EXTRAIT FOURNI:

.....

Depuis la nuit des temps nous admettons que les hommes sont tout aussi assidus à leur tâche que nous, et que leurs œuvres sont d’un mérite égal aux nôtres. Tandis que nous portons des enfants, eux-mêmes, supposons-nous, enfantent des livres et des tableaux. Nous, nous peuplons le monde. Eux, ils le civilisent. Mais aujourd’hui que nous savons lire, qu’est-ce qui nous empêche de juger sur pièces? Avant de mettre au monde un seul enfant de plus, nous devons faire le serment d’apprendre à le connaître tel qu’il est, le monde.

Un collège de jeunes filles vu de l’extérieur ou les songes tourbillonnants d’une jeune narratrice insomniaque.

Une société ou ce club féminin-féministe qui décide d’infiltrer des milieux dans lesquels elles n’auraient pas leur place afin d’enquêter sur la question de la supériorité masculine inculquée dès leur plus jeune âge par la société ou leur famille.

Dans le verger  ou les pensées éparses d’une jeune femme allongée dans l’herbe aux tonalités très lewis-carrolliennes

Moment d’être : « Les épingles de chez Slater ne piquent pas. »  ou la passion interdite, naissante, violente et saisissante, éprouvée et vécue entre sensibilité et retenue pudiques.

Lappin et Lapinova ou la fable cruelle – et étrange – d’un jeune couple que le mariage condamne de ses désillusions.

 Le legs ou l’histoire de ce veuf qui redécouvre sa femme à travers son journal intime. (Mon texte préféré je crois)

Ils étaient très heureux. Mais combien de temps dure un tel bonheur?

À travers ces six nouvelles , la place et la signification du rêve se déclinent, sous la plume de Virginia Woolf, sous plusieurs de ses acceptions. Du fantasme profond et tenace à la rêverie légère, sans oublier celui qui cristallise les grands projets, le rêve prend possession de l’esprit et du corps féminin pour devenir le personnage même de ces brefs récits. En toute délicatesse et subtilité, l’autrice souligne les petits vices et les grandes hypocrisies d’un monde qu’elle dénonce de ses réflexions d’une clairvoyance épatante.

.....

JEU D'ENREGISTREMENTS:
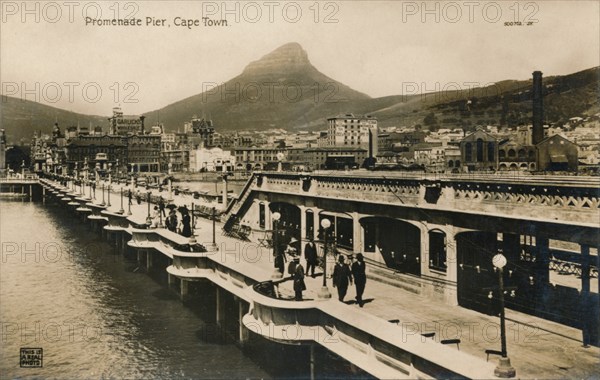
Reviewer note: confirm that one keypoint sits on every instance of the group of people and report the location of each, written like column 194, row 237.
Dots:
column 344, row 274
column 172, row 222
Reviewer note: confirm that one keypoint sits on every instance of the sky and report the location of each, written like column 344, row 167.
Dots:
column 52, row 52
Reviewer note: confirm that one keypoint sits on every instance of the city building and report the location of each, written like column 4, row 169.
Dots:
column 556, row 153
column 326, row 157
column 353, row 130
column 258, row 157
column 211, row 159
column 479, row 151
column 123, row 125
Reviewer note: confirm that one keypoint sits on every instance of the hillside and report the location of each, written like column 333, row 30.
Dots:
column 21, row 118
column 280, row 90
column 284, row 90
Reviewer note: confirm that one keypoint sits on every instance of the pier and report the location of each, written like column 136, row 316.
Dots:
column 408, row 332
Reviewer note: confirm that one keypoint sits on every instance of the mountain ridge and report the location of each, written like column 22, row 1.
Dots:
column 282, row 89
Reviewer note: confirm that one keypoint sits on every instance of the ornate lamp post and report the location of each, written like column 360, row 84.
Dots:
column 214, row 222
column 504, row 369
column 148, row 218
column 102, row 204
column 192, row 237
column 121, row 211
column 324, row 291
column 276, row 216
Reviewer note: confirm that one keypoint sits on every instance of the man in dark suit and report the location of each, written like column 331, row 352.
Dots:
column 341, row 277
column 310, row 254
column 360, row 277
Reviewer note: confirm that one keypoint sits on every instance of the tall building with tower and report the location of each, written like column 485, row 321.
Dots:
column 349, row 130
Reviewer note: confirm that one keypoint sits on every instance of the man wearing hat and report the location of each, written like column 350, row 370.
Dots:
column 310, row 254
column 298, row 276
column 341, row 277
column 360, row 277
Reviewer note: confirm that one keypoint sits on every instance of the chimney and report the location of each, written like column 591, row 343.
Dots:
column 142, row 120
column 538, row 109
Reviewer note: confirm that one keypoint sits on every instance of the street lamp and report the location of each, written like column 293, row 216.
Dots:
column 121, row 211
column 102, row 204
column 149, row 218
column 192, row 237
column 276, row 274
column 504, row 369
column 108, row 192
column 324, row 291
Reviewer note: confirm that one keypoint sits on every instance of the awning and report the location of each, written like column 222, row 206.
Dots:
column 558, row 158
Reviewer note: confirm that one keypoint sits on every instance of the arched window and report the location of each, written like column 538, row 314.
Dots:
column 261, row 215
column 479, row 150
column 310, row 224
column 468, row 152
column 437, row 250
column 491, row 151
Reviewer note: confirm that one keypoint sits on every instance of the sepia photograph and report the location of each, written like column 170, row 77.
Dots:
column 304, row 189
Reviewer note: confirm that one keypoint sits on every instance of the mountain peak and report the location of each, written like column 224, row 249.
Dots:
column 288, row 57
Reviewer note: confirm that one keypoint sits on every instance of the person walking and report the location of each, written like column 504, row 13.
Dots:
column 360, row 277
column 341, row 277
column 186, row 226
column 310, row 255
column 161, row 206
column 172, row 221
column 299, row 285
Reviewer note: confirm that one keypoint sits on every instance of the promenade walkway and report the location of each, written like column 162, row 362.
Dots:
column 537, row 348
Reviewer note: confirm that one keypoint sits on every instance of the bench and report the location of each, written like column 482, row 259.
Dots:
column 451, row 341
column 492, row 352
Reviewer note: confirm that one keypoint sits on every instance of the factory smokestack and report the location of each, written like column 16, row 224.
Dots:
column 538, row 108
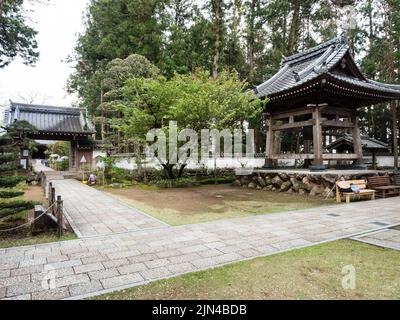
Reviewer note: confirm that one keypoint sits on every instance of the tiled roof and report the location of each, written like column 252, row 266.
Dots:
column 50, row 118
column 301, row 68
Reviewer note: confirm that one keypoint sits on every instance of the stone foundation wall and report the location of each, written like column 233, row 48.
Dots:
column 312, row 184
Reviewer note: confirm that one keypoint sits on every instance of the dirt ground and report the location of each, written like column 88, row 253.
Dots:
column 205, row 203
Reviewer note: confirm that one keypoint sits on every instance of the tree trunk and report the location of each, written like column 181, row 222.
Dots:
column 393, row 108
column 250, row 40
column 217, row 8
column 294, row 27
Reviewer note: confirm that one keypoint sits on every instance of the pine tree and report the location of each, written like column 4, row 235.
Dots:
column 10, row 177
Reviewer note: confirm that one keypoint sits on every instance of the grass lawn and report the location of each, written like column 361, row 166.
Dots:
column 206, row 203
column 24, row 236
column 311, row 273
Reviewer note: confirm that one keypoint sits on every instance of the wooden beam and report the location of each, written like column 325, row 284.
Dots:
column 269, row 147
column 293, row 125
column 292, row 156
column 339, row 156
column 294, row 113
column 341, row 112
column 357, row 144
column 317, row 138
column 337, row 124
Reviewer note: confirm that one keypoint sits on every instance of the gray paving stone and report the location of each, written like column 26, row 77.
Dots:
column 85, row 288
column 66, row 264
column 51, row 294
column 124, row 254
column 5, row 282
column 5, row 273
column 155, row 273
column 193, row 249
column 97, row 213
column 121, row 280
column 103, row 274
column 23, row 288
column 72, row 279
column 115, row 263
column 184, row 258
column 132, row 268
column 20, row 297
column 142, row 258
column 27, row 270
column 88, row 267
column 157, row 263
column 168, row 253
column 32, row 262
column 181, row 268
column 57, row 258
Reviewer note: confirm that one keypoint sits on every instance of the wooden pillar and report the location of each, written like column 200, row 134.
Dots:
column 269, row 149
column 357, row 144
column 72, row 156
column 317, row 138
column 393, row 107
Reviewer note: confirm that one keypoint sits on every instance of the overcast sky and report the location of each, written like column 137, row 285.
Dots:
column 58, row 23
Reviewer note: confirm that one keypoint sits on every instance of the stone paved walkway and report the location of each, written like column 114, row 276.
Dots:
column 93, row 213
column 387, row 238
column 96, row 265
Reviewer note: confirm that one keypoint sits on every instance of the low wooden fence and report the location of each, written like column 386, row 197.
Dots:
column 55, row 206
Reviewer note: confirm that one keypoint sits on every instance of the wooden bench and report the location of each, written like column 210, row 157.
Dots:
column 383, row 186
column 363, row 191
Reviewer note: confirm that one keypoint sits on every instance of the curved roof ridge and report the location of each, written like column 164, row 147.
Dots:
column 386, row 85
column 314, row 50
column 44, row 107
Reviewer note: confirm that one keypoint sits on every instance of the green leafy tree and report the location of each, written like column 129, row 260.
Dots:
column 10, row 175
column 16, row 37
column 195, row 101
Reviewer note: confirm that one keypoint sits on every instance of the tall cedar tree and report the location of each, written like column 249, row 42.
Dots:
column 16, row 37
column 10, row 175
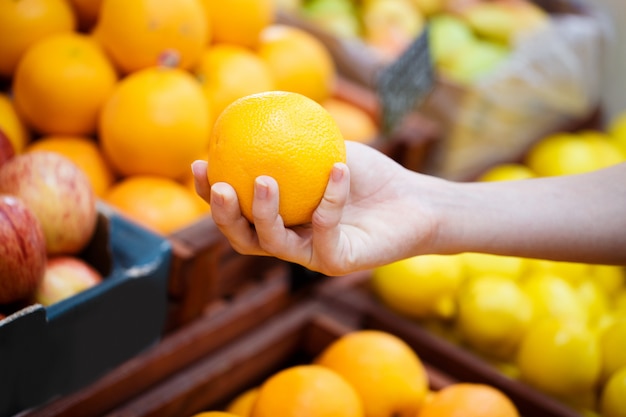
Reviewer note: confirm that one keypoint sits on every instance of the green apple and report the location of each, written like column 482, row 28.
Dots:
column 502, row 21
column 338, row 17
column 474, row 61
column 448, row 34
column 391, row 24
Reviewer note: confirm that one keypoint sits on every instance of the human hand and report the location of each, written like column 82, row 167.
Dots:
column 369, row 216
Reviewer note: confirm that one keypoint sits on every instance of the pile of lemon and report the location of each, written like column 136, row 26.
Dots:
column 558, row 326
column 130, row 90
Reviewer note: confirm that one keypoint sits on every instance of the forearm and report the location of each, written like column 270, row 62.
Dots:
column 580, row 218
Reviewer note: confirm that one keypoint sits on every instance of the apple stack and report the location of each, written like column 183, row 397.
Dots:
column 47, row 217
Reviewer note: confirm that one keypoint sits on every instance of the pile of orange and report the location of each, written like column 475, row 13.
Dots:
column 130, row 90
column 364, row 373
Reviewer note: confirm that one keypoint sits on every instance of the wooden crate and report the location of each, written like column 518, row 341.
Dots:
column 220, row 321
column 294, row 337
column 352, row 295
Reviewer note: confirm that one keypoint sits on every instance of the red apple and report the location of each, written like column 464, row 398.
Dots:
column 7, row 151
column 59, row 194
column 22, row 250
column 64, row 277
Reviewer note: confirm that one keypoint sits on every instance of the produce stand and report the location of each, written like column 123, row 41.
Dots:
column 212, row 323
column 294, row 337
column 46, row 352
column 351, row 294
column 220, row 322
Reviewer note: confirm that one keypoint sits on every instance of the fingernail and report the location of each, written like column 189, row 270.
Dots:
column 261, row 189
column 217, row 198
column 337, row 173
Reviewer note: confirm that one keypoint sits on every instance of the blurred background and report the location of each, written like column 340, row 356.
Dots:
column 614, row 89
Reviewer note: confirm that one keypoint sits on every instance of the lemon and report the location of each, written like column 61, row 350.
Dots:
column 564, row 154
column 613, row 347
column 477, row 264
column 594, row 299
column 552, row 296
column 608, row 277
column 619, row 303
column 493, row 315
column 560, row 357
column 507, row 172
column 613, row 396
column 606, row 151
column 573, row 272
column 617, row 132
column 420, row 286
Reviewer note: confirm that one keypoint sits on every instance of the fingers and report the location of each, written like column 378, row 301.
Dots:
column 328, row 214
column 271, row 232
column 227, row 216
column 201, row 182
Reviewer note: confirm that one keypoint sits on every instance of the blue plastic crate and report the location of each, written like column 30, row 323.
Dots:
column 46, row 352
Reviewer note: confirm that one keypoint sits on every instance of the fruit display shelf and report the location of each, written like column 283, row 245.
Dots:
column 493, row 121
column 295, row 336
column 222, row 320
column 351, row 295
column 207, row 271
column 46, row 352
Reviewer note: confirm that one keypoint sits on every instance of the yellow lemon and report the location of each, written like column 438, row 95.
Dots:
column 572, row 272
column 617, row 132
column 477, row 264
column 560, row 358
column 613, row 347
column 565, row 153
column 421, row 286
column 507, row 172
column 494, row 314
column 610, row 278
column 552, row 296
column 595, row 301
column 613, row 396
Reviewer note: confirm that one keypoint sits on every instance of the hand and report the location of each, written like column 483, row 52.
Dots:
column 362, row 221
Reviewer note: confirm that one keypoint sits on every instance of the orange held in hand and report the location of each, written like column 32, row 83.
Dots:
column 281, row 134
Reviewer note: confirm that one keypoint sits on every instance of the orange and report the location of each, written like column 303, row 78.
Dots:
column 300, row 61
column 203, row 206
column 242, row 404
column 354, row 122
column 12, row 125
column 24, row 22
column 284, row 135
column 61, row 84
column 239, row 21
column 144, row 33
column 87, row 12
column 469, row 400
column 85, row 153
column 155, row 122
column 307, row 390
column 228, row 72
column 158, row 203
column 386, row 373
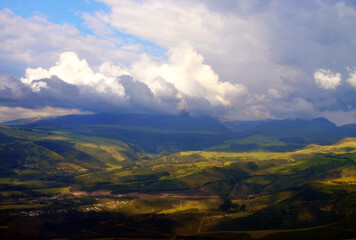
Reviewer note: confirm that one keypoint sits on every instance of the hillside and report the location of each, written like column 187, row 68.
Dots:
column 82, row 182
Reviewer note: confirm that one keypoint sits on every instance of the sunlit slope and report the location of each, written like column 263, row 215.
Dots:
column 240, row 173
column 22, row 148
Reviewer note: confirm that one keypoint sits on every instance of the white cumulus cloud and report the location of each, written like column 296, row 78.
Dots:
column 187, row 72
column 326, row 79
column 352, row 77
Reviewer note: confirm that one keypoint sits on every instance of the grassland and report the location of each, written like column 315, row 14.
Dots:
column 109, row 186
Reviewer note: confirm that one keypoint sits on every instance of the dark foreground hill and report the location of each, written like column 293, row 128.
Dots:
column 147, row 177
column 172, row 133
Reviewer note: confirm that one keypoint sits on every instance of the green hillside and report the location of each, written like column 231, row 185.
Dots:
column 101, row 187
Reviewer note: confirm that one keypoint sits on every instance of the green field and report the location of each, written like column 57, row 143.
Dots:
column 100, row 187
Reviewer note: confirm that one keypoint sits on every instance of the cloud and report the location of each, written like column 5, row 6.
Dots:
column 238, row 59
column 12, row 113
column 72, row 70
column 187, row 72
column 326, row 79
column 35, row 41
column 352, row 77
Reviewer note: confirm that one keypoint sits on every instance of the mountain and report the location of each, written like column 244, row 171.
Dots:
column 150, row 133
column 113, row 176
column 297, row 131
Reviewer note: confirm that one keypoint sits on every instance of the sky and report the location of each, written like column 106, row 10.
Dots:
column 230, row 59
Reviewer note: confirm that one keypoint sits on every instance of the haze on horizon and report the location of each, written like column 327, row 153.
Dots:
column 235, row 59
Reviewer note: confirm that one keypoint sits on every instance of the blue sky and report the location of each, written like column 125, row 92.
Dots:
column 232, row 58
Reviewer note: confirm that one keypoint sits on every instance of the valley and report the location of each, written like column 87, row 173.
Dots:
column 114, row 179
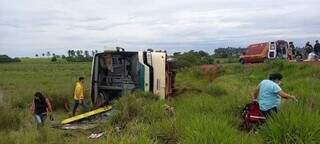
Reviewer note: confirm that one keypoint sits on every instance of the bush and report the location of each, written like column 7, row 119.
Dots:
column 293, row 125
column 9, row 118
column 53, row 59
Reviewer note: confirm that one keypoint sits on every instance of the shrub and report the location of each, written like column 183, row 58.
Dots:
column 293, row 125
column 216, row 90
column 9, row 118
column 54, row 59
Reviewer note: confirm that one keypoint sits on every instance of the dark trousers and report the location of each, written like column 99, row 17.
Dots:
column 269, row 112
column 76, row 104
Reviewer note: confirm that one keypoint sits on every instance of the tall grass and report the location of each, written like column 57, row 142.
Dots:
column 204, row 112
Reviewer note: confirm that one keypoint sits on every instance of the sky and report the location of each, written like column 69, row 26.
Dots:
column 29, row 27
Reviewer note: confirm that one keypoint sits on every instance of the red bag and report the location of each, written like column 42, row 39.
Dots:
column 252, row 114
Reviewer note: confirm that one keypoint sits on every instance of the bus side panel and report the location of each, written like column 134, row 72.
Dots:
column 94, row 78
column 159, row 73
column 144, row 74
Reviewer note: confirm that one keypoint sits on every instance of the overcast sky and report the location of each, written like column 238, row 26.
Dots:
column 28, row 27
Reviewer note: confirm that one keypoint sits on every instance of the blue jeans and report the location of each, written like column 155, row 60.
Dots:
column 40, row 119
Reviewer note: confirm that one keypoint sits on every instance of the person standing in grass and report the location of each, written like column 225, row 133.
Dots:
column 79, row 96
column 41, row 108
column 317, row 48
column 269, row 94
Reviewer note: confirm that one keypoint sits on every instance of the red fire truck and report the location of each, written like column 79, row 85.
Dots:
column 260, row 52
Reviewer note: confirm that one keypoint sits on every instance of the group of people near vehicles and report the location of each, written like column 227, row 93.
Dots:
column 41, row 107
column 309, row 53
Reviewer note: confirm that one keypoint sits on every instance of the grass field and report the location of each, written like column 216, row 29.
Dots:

.....

TRAVAIL À RÉALISER:
#1 D'après l'extrait fourni, combien de nouvelles de Virginia Woolf sont réunies ?
#2 Les affirmations suivantes concordent-elles avec l'extrait fourni ? (a) Dans « Le legs », un veuf redécouvre sa femme grâce à son journal intime. (b) « Lappin et Lapinova » raconte le bonheur durable d'un jeune couple. (c) Dans « Dans le verger », la jeune femme est assise à une table.
#3 Poursuivez la critique des nouvelles de Virginia Woolf après sa dernière phrase.

RÉPONSES AUX CONSIGNES:
#1 Six nouvelles.

#2
(a) Oui : « l’histoire de ce veuf qui redécouvre sa femme à travers son journal intime ».
(b) Non : « d’un jeune couple que le mariage condamne de ses désillusions ».
(c) Non : « les pensées éparses d’une jeune femme allongée dans l’herbe ».

#3
N’est-ce pas nous qui les élevons ainsi, depuis la nuit des temps, les nourrissant et assurant leur confort afin qu’ils puissent être intelligents à défaut d’autre chose ? C’est notre faute !

Bien que je sois toujours restée éloignée de cette autrice par pure appréhension de renouer avec l’ennui éprouvé il y a quelques années, et bien que je ne connaisse pas suffisamment son œuvre, je pense ne pas prendre trop de risques en affirmant que ses préoccupations et thèmes de prédilection sont ici effleurés et en germe à travers ces nouvelles. La place des femmes, héroïnes rêveuses, certes, mais loin d’être dupes ou idiotes, y est prépondérante et l’essai liminaire Les femmes et le roman laisse entrevoir le fil rouge de ce recueil, sonnant ainsi comme un avant-goût des prises de positions qui s’exprimeront pleinement dans Une chambre à soi ou d’autres textes de cet acabit.

Voyons, si les hommes écrivent de telles sornettes,, pourquoi faudrait-il que nos mères aient gâché leur jeunesse à les mettre au monde?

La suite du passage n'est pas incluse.